■ **What the task requires**
Rewrite the listing below, swapping every "whereabouts" for "location" and keeping everything else unchanged. Leave the pictures out of your version.

---------- Extracted entries ----------

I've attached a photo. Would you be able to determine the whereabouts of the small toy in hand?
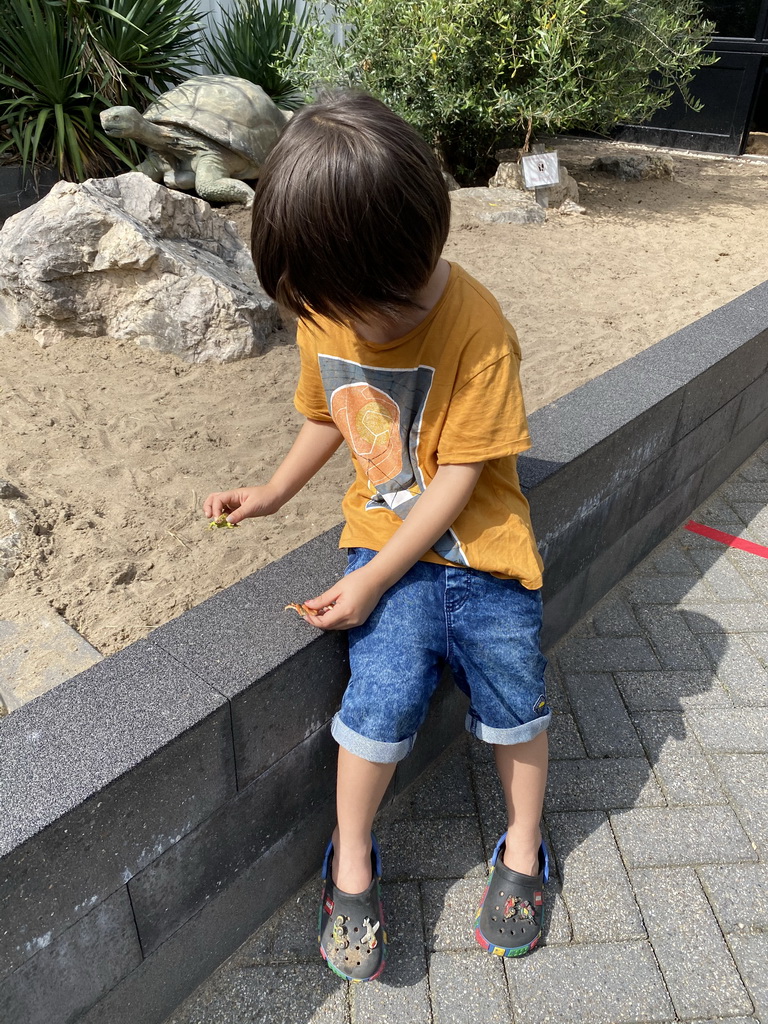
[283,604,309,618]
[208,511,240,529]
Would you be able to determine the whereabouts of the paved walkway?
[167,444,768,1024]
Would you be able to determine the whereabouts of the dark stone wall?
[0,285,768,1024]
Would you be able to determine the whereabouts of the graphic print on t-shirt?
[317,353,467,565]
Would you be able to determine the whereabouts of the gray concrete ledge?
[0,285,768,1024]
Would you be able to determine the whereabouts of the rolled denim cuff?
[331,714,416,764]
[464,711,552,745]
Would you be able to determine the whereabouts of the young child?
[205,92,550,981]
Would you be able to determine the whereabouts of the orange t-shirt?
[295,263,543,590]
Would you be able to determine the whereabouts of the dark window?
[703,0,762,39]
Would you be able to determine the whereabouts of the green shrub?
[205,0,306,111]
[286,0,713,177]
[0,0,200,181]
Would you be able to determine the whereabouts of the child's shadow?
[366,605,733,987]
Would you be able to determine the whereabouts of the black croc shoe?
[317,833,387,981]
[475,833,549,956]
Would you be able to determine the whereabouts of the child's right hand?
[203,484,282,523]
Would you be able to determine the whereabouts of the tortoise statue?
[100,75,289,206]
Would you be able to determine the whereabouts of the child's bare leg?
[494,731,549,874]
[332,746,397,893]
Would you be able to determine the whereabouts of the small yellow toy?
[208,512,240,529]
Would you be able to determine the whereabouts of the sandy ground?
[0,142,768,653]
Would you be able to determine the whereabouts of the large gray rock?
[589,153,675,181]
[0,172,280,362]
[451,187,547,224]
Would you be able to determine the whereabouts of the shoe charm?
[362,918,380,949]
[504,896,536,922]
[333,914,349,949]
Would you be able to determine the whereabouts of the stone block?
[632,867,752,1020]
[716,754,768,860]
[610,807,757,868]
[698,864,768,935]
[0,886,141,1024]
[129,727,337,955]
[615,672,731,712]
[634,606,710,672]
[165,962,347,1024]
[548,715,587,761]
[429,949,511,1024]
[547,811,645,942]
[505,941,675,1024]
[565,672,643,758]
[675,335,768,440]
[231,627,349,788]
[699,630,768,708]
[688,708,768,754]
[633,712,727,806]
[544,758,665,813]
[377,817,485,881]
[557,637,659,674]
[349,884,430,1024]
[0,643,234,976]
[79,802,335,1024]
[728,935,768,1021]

----------

■ **Result of this exercise**
I've attached a photo. Would you be able to determine the location of the small toy in hand?
[283,604,309,618]
[208,511,240,529]
Would you be able to determine the location of the paved walkway?
[167,444,768,1024]
Would you be able to determine the location of the dark stone wall?
[0,285,768,1024]
Would you be able to determine the location of the graphic print on t-shirt?
[317,353,467,565]
Would you be able to determine the location of the gray concrete ledge?
[0,285,768,1024]
Would you be able to determine the location of the rolled denim cuff?
[331,714,416,764]
[464,711,552,745]
Would you be able to determine the location of the young child?
[205,92,550,981]
Would you be able to determine the location of the orange t-shirt?
[295,263,543,590]
Would you be able to determine the location of the dark window?
[703,0,762,39]
Would you be able to determine the location of the green shrub?
[205,0,306,111]
[286,0,713,177]
[0,0,200,181]
Would you be able to determine the location of the child's shadow?
[366,605,733,987]
Would you be able to determine the location of the black croc shoe?
[317,833,387,981]
[475,833,549,956]
Would you be able to determine the location of the child's right hand?
[203,484,282,523]
Would you be able to determine the location of the tortoise statue?
[100,75,289,206]
Would you be able to determine the location of the child's bare leg?
[494,731,549,874]
[332,746,397,893]
Would you be able to determine the location of the small yellow toy?
[208,512,240,529]
Would you be able to determine the location of the sandy ground?
[0,142,768,653]
Would you be able to determine the location of the large gray rock?
[589,153,675,181]
[0,172,280,362]
[451,187,547,224]
Would you be able to determine the location of the shoe charm?
[362,918,380,949]
[504,896,536,922]
[333,914,349,949]
Would you be able to determine the location of the stone block?
[632,867,752,1020]
[716,754,768,860]
[610,807,757,868]
[698,864,768,935]
[0,886,141,1024]
[129,727,337,955]
[615,672,731,712]
[634,606,710,672]
[165,962,347,1024]
[548,715,587,761]
[429,949,511,1024]
[547,811,645,942]
[505,941,675,1024]
[565,672,643,758]
[675,335,768,440]
[231,627,349,788]
[699,630,768,708]
[688,708,768,754]
[633,712,727,806]
[544,758,665,813]
[377,817,485,881]
[557,637,659,674]
[349,884,430,1024]
[0,643,234,976]
[79,802,335,1024]
[728,935,768,1021]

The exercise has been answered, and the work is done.